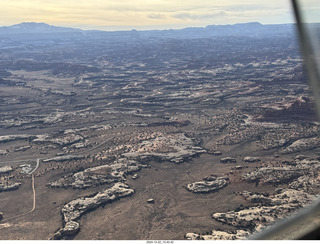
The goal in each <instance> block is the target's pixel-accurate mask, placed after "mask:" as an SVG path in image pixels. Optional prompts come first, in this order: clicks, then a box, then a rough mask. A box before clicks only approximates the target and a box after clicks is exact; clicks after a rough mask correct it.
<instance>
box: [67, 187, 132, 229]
mask: <svg viewBox="0 0 320 244" xmlns="http://www.w3.org/2000/svg"><path fill="white" fill-rule="evenodd" d="M133 193H134V190H132V189H130V188H129V186H128V185H126V184H123V183H116V184H115V185H114V186H113V187H111V188H107V189H106V190H104V191H100V192H98V193H97V194H96V195H94V196H92V197H81V198H78V199H75V200H72V201H71V202H69V203H67V204H66V205H64V206H63V208H62V210H61V212H62V215H63V219H64V221H65V223H68V222H70V221H74V220H77V219H78V218H79V217H80V216H81V215H82V214H84V213H86V212H87V211H88V210H91V209H95V208H97V207H99V206H101V205H102V204H105V203H108V202H112V201H114V200H117V199H119V198H122V197H125V196H129V195H132V194H133Z"/></svg>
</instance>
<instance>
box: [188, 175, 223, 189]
mask: <svg viewBox="0 0 320 244" xmlns="http://www.w3.org/2000/svg"><path fill="white" fill-rule="evenodd" d="M228 180H229V179H228V178H226V177H207V178H205V179H204V181H198V182H194V183H191V184H188V185H187V189H188V190H189V191H191V192H194V193H209V192H213V191H217V190H220V189H221V188H223V187H225V186H227V185H228Z"/></svg>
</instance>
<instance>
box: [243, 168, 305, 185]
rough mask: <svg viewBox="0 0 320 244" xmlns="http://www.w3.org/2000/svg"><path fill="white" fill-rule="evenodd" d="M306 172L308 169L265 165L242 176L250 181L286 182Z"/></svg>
mask: <svg viewBox="0 0 320 244" xmlns="http://www.w3.org/2000/svg"><path fill="white" fill-rule="evenodd" d="M305 173H306V169H303V168H296V167H263V168H260V169H258V170H256V171H253V172H248V173H244V174H243V175H242V178H243V179H244V180H246V181H249V182H260V183H270V184H272V183H278V184H281V183H286V182H290V181H292V180H294V179H296V178H298V177H300V176H302V175H304V174H305Z"/></svg>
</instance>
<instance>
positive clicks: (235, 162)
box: [220, 157, 237, 164]
mask: <svg viewBox="0 0 320 244" xmlns="http://www.w3.org/2000/svg"><path fill="white" fill-rule="evenodd" d="M236 162H237V160H236V159H235V158H231V157H225V158H222V159H220V163H223V164H226V163H236Z"/></svg>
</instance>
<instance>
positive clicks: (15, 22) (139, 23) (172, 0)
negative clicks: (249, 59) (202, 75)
mask: <svg viewBox="0 0 320 244" xmlns="http://www.w3.org/2000/svg"><path fill="white" fill-rule="evenodd" d="M307 1H308V2H314V4H317V3H318V1H319V0H307ZM317 5H319V4H317ZM315 6H316V5H315ZM315 12H316V13H318V11H315ZM21 22H44V23H47V24H51V25H56V26H66V27H76V28H81V29H86V30H87V29H95V30H97V29H98V30H131V29H137V30H146V29H148V30H150V29H179V28H185V27H205V26H207V25H214V24H216V25H219V24H235V23H246V22H260V23H262V24H281V23H293V22H294V18H293V14H292V9H291V5H290V1H289V0H0V26H9V25H14V24H18V23H21Z"/></svg>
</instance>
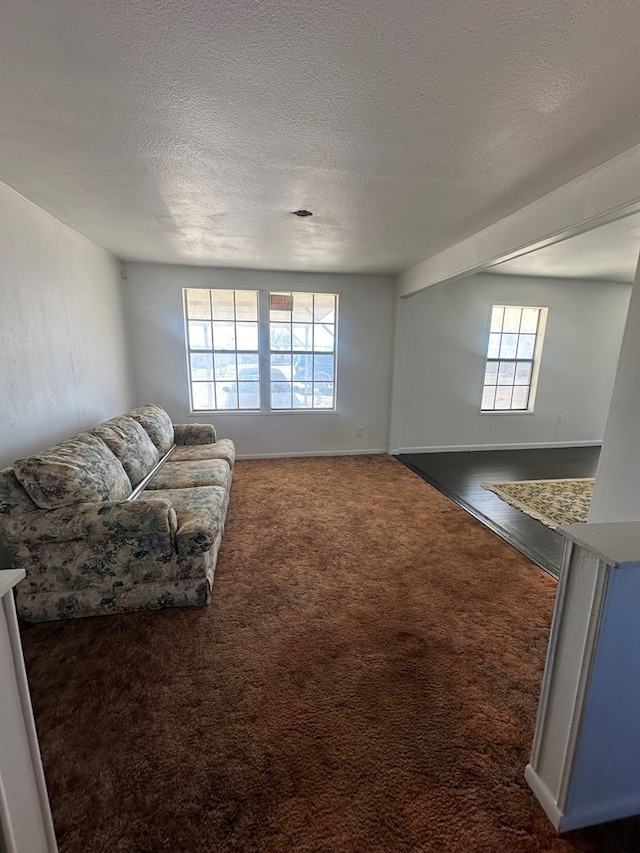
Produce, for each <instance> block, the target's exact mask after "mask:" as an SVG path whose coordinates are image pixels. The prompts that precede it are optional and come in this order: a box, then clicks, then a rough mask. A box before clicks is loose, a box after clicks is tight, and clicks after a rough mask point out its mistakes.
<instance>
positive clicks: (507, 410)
mask: <svg viewBox="0 0 640 853" xmlns="http://www.w3.org/2000/svg"><path fill="white" fill-rule="evenodd" d="M478 414H479V415H481V416H482V417H485V415H535V412H534V411H533V409H527V410H526V411H524V410H522V409H494V410H492V411H490V412H483V411H481V410H478Z"/></svg>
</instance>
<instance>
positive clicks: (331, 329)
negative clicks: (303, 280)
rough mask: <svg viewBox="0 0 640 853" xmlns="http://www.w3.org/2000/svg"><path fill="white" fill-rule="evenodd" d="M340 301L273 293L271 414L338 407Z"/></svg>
mask: <svg viewBox="0 0 640 853" xmlns="http://www.w3.org/2000/svg"><path fill="white" fill-rule="evenodd" d="M337 300H338V297H337V296H336V295H335V294H333V293H271V294H269V346H270V357H271V408H272V409H291V408H295V409H334V408H335V362H336V359H335V352H336V306H337ZM283 379H285V381H284V382H283V381H282V380H283Z"/></svg>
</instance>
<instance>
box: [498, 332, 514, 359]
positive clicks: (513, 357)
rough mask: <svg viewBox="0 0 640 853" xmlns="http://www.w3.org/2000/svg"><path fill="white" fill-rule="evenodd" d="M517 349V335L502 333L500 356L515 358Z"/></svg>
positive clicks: (500, 344)
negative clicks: (508, 334) (507, 334)
mask: <svg viewBox="0 0 640 853" xmlns="http://www.w3.org/2000/svg"><path fill="white" fill-rule="evenodd" d="M517 349H518V336H517V335H503V336H502V342H501V344H500V358H515V357H516V352H517Z"/></svg>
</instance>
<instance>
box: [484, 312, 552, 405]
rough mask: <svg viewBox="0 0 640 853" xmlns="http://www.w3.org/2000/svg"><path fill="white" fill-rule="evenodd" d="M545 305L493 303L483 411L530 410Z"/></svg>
mask: <svg viewBox="0 0 640 853" xmlns="http://www.w3.org/2000/svg"><path fill="white" fill-rule="evenodd" d="M546 314H547V309H546V308H531V307H527V306H523V307H521V306H516V305H493V306H492V308H491V321H490V332H489V341H488V346H487V356H486V361H485V370H484V380H483V386H482V402H481V404H480V408H481V410H482V411H486V412H495V411H509V410H514V411H529V410H530V409H531V408H532V406H533V398H534V396H535V387H533V385H532V383H534V384H535V383H536V379H537V359H539V357H540V352H541V339H540V335H541V333H543V332H544V322H545V320H546Z"/></svg>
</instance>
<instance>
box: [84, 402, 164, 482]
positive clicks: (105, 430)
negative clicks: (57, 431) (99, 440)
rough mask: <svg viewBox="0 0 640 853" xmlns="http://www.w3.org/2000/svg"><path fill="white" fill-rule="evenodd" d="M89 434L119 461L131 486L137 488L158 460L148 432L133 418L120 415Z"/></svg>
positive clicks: (155, 450) (143, 427) (101, 425)
mask: <svg viewBox="0 0 640 853" xmlns="http://www.w3.org/2000/svg"><path fill="white" fill-rule="evenodd" d="M91 432H92V433H93V434H94V435H97V436H98V437H99V438H101V439H102V440H103V441H104V443H105V444H106V445H107V447H108V448H109V450H110V451H111V452H112V453H113V454H114V455H115V456H116V457H117V458H118V459H119V460H120V462H121V463H122V467H123V468H124V470H125V471H126V472H127V475H128V476H129V479H130V480H131V485H132V486H137V485H138V483H139V482H140V480H143V479H144V478H145V477H146V476H147V474H148V473H149V471H151V470H152V468H153V467H154V465H156V464H157V462H158V459H159V458H160V454H159V453H158V448H157V447H156V446H155V444H154V443H153V442H152V441H151V439H150V438H149V434H148V432H147V431H146V430H145V429H144V427H143V426H142V425H141V424H140V423H138V421H136V420H135V419H134V418H130V417H127V416H126V415H121V416H120V417H118V418H113V419H112V420H110V421H107V422H106V423H104V424H100V426H97V427H96V428H95V429H93V430H91Z"/></svg>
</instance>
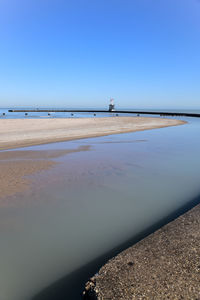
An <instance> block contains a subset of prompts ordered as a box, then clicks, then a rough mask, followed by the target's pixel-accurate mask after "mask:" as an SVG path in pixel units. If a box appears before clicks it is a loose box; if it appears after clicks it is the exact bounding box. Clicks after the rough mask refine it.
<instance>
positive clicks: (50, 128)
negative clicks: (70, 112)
mask: <svg viewBox="0 0 200 300" xmlns="http://www.w3.org/2000/svg"><path fill="white" fill-rule="evenodd" d="M185 123H186V122H184V121H180V120H175V119H164V118H163V119H161V118H147V117H145V118H143V117H113V118H112V117H107V118H83V119H45V120H43V119H42V120H41V119H11V120H0V149H10V148H17V147H25V146H32V145H39V144H46V143H51V142H59V141H67V140H74V139H81V138H89V137H97V136H104V135H110V134H118V133H125V132H134V131H142V130H147V129H155V128H162V127H168V126H176V125H181V124H185Z"/></svg>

■ **WORK TASK**
Gather every line in the data that contains the string "positive" and copy each one out. Case counts.

■ **RESPONSE**
positive clicks: (235, 162)
positive clicks: (15, 22) (139, 23) (172, 0)
positive clicks: (507, 410)
positive clicks: (331, 329)
positive clicks: (513, 357)
positive clicks: (500, 344)
positive clicks: (105, 430)
positive clicks: (155, 450) (143, 427) (101, 425)
positive clicks: (50, 128)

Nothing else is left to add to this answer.